* PASSAGE TO READ *
BEGIN
The past several years have been bruising ones for the credibility of the social sciences. A star social psychologist was caught fabricating data, leading to more than 50 retracted papers. A top journal published a study supporting the existence of ESP that was widely criticized. The journal Science pulled a political science paper on the effect of gay canvassers on voters’ behavior because of concerns about faked data.

Now, a painstaking yearslong effort to reproduce 100 studies published in three leading psychology journals has found that more than half of the findings did not hold up when retested. The analysis was done by research psychologists, many of whom volunteered their time to double-check what they considered important work. Their conclusions, reported Thursday in the journal Science, have confirmed the worst fears of scientists who have long worried that the field needed a strong correction.

The vetted studies were considered part of the core knowledge by which scientists understand the dynamics of personality, relationships, learning and memory. Therapists and educators rely on such findings to help guide decisions, and the fact that so many of the studies were called into question could sow doubt in the scientific underpinnings of their work.
END
* WORK REQUEST A *
Decide whether each statement below agrees with the passage on the psychology replication effort. Answer yes or no for each, and quote the deciding words of the passage.
(i) The replication effort covered 100 studies from three leading psychology journals.
(ii) Fewer than half of the retested findings failed to hold up.
(iii) The journal Science withdrew a political science paper because of concerns about faked data.
* WORK REQUEST B *
Carry on the passage on the psychology replication effort, starting right after its final sentence.

* AVAILABLE DATA *
BEGIN
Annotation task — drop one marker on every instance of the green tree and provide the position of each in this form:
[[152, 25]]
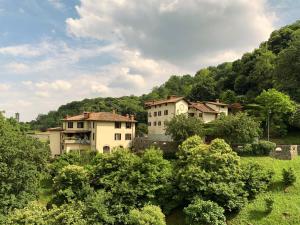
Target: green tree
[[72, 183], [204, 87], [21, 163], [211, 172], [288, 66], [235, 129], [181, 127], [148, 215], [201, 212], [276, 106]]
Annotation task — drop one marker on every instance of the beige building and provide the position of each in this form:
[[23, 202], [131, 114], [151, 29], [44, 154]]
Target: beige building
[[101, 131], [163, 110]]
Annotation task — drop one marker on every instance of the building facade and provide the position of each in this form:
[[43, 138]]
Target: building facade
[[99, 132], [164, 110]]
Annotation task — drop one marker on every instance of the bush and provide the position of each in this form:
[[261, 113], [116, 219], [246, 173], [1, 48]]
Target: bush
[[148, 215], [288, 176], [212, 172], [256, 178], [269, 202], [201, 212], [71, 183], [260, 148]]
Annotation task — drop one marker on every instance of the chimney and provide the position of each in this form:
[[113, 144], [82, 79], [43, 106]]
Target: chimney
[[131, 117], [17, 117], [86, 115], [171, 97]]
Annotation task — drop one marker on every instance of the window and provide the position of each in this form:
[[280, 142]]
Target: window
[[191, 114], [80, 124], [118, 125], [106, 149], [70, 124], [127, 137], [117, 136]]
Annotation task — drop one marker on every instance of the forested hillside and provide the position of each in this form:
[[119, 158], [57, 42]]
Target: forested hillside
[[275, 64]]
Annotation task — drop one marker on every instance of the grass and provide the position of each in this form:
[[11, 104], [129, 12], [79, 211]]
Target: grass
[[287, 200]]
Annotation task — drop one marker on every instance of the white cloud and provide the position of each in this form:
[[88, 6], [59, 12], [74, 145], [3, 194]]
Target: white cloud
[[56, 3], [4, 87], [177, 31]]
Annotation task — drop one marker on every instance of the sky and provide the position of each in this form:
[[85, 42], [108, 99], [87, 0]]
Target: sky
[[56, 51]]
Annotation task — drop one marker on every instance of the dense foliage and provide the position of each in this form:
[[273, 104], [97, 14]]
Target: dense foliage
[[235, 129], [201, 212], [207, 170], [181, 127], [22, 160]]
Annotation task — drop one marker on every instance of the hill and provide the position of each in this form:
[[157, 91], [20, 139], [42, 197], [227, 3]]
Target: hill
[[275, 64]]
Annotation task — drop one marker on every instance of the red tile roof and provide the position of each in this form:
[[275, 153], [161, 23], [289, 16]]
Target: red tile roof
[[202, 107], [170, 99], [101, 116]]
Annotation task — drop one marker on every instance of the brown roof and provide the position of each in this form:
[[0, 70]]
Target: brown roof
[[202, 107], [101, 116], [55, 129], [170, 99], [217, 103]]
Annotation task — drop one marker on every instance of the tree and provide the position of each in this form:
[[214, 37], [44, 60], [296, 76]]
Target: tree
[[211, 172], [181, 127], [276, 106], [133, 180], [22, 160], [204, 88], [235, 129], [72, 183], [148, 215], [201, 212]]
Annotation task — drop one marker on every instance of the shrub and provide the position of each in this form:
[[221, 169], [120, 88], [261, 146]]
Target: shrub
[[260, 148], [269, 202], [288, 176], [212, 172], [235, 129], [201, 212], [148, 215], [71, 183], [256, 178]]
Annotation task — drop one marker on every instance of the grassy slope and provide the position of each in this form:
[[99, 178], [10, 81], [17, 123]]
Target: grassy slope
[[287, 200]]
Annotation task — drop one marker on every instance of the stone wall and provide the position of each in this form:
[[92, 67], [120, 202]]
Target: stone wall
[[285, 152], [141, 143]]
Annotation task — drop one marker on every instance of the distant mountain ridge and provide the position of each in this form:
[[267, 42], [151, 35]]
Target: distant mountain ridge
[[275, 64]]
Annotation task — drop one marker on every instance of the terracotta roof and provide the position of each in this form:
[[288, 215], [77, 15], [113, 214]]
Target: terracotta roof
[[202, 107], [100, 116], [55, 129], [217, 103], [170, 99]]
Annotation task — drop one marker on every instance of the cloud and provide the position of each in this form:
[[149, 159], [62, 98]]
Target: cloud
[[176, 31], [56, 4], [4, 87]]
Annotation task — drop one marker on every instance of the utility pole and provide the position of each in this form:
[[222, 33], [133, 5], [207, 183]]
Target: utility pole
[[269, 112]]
END
* OUTPUT A *
(i) Yes: "a painstaking yearslong effort to reproduce 100 studies published in three leading psychology journals"
(ii) No: "more than half of the findings did not hold up when retested"
(iii) Yes: "The journal Science pulled a political science paper on the effect of gay canvassers on voters’ behavior because of concerns about faked data."

* OUTPUT B *
This isn’t great news for anyone who is dealing with a mental health issue, or anyone studying the affects of childhood abuse. We tend to look at study results we find online and assume them to be true, but maybe we shouldn’t do that. On the other hand, this would help explain why we see studies that seem to contradict one another, because in truth, one study with one group in one circumstance might actually only show those results that one time, and another study with a different group in different circumstances would produce different results. That seems to be the gist of this work, in trying to reproduce the results of studies, half the time the weren’t reproduced, which means that maybe, just maybe, we should not jump on the next internet bandwagon about treatment, but wait until we have more evidence to corroborate the information.

But why let further science get in the way of a good internet meme? 😉

On the other hand, once we do have further studies that back up information about childhood abuse, depression, and so on, we should absolutely push that information out as widely as possible! But, as always, and even with stuff that I share here, let’s not jump to conclusions without further evidence.